── DOCUMENT SEGMENT

- First baseman
- Born: August 28, 1997 (age 28) Greenwood, Mississippi, U.S.
- Bats: SwitchThrows: Right

= Thomas Dillard =

American baseball player (born 1997)

Thomas Dillard (born August 28, 1997) is an American former professional baseball first baseman.

== Amateur career ==
Dillard began his high school career at Briarcrest Christian School in Eads, Tennessee, before transferring to Oxford High School in Oxford, Mississippi as a senior, where he was teammates with Grae Kessinger. In the summer of 2015, he played in the Under Armour All-America Baseball Game at Wrigley Field. He earned All-USA honors as a senior after batting .438 with 16 home runs. He committed to play college baseball at the University of Mississippi for the Ole Miss Rebels. Unselected in the 2016 Major League Baseball draft, he enrolled at Ole Miss.

────

** EXERCISES TO COMPLETE **
a) In the Thomas Dillard biography, which high school did he transfer to as a senior?
b) Continue the Thomas Dillard biography from where it stops.

── DATA SUPPLIED

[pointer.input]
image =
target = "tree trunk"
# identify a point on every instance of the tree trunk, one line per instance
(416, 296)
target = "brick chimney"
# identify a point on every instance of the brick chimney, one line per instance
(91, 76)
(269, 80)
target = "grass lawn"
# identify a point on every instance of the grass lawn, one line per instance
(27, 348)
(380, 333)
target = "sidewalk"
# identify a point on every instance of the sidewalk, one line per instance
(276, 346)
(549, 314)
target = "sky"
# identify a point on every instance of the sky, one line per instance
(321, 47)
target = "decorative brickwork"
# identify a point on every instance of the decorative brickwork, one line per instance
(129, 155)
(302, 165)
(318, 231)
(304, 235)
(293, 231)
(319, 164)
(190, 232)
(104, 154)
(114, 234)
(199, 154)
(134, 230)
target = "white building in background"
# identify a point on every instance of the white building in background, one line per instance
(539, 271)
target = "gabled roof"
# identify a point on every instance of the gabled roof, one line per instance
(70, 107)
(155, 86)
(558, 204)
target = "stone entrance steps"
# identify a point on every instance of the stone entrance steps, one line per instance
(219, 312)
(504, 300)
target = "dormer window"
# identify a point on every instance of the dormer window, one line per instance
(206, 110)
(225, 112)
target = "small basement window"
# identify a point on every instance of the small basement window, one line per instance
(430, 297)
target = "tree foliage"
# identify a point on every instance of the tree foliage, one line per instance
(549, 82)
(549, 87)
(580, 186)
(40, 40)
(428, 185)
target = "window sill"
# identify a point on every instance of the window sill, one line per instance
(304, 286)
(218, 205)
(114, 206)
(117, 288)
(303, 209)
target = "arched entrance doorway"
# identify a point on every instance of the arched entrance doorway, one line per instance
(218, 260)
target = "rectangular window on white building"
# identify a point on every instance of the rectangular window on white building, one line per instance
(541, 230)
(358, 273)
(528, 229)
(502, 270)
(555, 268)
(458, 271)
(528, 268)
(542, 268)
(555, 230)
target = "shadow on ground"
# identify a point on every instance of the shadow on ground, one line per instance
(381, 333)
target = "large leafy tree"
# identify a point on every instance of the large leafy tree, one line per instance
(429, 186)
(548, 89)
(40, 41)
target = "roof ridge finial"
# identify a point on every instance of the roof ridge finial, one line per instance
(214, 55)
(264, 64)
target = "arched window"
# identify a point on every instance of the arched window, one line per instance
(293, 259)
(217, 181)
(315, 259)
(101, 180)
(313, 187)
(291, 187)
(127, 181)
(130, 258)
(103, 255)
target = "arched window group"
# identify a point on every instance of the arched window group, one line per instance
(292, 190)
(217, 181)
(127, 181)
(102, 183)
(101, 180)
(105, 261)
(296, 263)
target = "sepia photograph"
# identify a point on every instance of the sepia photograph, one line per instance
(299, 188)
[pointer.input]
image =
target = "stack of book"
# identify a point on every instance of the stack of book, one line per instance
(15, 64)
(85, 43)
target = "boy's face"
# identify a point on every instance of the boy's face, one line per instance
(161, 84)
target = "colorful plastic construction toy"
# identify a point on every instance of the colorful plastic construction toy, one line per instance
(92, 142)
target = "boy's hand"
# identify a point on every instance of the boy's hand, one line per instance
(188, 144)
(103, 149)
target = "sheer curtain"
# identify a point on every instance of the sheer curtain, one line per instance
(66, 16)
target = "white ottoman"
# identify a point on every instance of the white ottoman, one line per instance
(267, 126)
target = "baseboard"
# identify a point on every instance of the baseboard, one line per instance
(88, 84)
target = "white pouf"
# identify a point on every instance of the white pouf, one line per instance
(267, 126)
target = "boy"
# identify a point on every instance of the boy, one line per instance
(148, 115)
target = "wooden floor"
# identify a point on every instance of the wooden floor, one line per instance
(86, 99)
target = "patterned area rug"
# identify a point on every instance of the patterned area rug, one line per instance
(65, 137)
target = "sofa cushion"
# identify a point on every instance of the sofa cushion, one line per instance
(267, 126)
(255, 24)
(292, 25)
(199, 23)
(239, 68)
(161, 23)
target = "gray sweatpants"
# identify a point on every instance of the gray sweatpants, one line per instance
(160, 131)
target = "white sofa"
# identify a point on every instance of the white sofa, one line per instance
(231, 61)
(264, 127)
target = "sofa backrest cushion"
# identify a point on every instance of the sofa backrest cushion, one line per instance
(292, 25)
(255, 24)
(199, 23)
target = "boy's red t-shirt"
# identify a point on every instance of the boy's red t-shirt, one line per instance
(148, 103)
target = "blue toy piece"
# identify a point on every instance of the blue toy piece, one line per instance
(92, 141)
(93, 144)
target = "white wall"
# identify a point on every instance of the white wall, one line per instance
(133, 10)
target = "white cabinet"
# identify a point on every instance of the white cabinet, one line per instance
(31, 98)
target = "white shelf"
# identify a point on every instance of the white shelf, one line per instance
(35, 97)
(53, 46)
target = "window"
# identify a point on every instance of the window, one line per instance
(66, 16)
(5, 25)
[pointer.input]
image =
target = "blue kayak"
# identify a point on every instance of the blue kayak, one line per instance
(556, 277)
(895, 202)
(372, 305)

────
── DATA SUPPLIED

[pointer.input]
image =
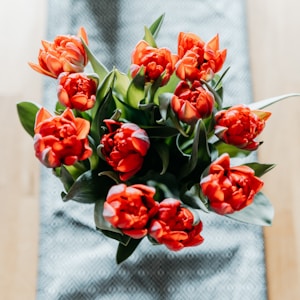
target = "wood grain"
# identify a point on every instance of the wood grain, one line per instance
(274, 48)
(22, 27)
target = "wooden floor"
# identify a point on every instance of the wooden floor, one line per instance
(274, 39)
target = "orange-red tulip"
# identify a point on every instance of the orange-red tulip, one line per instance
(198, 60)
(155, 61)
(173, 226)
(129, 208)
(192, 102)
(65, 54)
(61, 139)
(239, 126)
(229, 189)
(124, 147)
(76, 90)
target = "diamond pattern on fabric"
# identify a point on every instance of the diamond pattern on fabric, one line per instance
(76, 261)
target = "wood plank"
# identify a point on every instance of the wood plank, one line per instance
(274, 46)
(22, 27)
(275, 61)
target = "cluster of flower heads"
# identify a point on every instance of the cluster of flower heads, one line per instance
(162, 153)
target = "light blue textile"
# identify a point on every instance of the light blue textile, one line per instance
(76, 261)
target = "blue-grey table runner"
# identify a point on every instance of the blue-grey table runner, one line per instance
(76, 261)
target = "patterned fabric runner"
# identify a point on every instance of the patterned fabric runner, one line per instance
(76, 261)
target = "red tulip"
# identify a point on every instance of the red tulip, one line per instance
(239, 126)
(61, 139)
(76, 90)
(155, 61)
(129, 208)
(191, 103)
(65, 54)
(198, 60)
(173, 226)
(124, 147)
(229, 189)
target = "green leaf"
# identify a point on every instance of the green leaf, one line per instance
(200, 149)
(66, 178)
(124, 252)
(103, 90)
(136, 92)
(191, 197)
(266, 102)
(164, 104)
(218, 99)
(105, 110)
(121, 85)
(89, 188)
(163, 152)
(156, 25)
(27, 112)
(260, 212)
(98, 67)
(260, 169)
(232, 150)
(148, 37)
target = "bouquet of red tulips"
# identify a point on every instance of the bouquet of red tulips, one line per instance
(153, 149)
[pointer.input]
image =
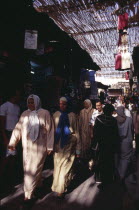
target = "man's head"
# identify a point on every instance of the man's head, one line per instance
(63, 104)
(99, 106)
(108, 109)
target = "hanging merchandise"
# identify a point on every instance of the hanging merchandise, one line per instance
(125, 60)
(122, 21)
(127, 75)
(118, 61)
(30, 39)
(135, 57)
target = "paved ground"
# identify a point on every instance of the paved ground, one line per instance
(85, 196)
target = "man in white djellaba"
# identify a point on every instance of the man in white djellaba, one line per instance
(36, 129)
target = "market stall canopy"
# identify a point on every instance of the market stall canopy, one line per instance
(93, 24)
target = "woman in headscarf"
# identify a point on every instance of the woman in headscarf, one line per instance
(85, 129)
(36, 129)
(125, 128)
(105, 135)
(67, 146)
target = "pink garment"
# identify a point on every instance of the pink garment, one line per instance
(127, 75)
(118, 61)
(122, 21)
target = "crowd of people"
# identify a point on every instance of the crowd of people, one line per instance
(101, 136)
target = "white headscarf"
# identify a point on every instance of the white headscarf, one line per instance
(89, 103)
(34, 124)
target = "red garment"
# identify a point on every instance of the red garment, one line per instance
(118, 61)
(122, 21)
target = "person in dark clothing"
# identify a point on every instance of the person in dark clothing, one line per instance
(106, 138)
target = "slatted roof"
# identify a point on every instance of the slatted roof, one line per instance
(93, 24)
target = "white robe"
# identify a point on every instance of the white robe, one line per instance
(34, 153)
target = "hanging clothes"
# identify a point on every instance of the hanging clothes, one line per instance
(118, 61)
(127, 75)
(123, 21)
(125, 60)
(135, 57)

────

** RESPONSES **
a) Oxford High School in Oxford, Mississippi

b)
In 2017, as a freshman at Ole Miss, Dillard appeared in 48 games (making 45 starts) in which he hit .206 with four home runs, eight doubles, and 12 RBIs. As a sophomore, he started 65 games in left field without making an error and batted .310 and led the Rebels with 13 home runs, 59 RBIs, and 17 stolen bases. In 2017 and 2018, he played collegiate summer baseball with the Cotuit Kettleers of the Cape Cod Baseball League. In 2019, his junior year, he returned to catching, started 68 games, and hit .310 with 14 home runs, 61 RBIs, and set an Ole Miss single-season record with 61 walks. Following the season's end, he was selected by the Milwaukee Brewers in the fifth round of the 2019 Major League Baseball draft. He signed for $397,500.

==Professional career==
===Milwaukee Brewers===
Dillard made his professional debut with the Rookie-level Arizona League Brewers and was promoted to the Wisconsin Timber Rattlers of the Single–A Midwest League after four games. Over 55 games between the two clubs, he hit .249 with seven home runs, 28 RBIs, and eight stolen bases. He did not play in a game in 2020 due to the cancellation of the minor league season because of the COVID-19 pandemic.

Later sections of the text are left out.